- WHAT TO DO:
Reproduce the following material line for line, without changing a single character.
DATA TO USE: Begin
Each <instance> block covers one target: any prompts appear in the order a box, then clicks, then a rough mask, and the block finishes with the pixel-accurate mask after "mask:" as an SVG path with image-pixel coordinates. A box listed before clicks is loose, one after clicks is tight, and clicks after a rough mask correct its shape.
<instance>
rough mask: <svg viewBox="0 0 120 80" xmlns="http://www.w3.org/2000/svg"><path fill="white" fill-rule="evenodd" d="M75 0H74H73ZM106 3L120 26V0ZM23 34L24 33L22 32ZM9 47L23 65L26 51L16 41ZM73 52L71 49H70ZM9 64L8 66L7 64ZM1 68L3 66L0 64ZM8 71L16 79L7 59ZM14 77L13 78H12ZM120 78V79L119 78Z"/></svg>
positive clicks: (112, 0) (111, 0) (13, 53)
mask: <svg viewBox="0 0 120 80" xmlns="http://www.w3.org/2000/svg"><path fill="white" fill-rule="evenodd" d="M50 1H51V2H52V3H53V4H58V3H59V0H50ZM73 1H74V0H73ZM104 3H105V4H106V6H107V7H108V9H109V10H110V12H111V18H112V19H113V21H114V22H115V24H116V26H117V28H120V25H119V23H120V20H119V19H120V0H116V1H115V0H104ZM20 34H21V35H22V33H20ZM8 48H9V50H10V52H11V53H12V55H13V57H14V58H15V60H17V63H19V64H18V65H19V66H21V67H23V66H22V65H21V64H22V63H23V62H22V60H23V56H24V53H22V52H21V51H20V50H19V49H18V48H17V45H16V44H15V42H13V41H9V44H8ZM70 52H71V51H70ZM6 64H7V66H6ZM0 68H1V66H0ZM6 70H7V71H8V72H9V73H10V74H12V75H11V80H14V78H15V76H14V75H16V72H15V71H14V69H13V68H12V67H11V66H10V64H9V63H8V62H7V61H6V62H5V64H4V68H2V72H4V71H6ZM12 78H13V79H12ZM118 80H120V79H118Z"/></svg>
DATA TO USE: End
- RESULT BELOW:
Each <instance> block covers one target: any prompts appear in the order a box, then clicks, then a rough mask, and the block finishes with the pixel-accurate mask after "mask:" as an SVG path with image-pixel coordinates. A box listed before clicks is loose, one after clicks is tight, and clicks after a rough mask correct its shape.
<instance>
rough mask: <svg viewBox="0 0 120 80" xmlns="http://www.w3.org/2000/svg"><path fill="white" fill-rule="evenodd" d="M75 0H74H73ZM106 3L120 26V0ZM23 34L24 33L22 32ZM9 47L23 65L26 51L16 41ZM73 52L71 49H70ZM9 64L8 66L7 64ZM1 68L3 66L0 64ZM8 71L16 79L7 59ZM14 77L13 78H12ZM120 78V79L119 78Z"/></svg>
positive clicks: (112, 0) (111, 0) (13, 53)
mask: <svg viewBox="0 0 120 80" xmlns="http://www.w3.org/2000/svg"><path fill="white" fill-rule="evenodd" d="M50 1H51V2H52V3H53V4H58V3H59V0H50ZM73 1H74V0H73ZM104 3H105V4H106V6H107V7H108V9H109V10H110V12H111V18H112V19H113V21H114V22H115V24H116V26H117V28H120V25H119V23H120V20H119V19H120V0H116V1H115V0H104ZM20 34H21V35H22V33H20ZM8 48H9V50H10V52H11V53H12V55H13V57H14V58H15V60H17V63H19V64H18V65H19V66H21V67H23V66H22V65H21V64H22V63H23V62H22V60H23V56H24V53H22V52H21V51H20V50H19V49H18V48H17V45H16V44H15V42H13V41H9V44H8ZM70 52H71V51H70ZM6 64H7V66H6ZM0 68H1V66H0ZM6 70H7V71H8V72H9V73H10V74H12V75H11V80H14V78H15V76H14V75H16V72H15V71H14V69H13V68H12V67H11V66H10V64H9V63H8V62H7V61H6V62H5V64H4V68H2V72H4V71H6ZM12 78H13V79H12ZM118 80H120V79H118Z"/></svg>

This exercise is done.